→ **PROBLEM DESCRIPTION**
Report the number of lines in these entries that contain "recorded". Write only the number.

^^^^

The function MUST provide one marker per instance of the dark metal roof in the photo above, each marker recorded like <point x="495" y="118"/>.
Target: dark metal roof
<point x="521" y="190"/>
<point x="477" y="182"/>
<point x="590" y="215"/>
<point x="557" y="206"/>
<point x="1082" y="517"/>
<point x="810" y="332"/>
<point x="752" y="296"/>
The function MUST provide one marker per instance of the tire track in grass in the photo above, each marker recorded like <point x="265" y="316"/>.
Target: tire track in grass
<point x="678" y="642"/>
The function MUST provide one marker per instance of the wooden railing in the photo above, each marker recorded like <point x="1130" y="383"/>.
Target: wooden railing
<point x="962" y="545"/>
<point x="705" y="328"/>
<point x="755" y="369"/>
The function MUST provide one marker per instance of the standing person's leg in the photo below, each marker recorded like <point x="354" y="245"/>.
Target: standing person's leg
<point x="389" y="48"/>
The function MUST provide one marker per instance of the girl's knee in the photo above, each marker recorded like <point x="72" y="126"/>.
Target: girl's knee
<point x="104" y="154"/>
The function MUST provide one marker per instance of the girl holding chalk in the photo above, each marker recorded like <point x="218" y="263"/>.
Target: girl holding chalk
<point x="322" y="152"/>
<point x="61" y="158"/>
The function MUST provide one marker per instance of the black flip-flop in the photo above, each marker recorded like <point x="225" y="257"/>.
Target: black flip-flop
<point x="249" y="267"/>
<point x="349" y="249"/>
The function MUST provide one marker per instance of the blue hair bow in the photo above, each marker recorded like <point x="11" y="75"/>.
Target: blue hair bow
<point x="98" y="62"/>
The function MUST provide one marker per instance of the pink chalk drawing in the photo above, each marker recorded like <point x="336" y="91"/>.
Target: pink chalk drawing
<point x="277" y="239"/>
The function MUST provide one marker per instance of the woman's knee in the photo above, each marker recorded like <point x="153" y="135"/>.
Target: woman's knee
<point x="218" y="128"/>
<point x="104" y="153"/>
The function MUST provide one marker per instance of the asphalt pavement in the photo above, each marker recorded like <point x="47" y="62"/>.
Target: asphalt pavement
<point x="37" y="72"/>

^^^^

→ **RESPONSE BOX**
11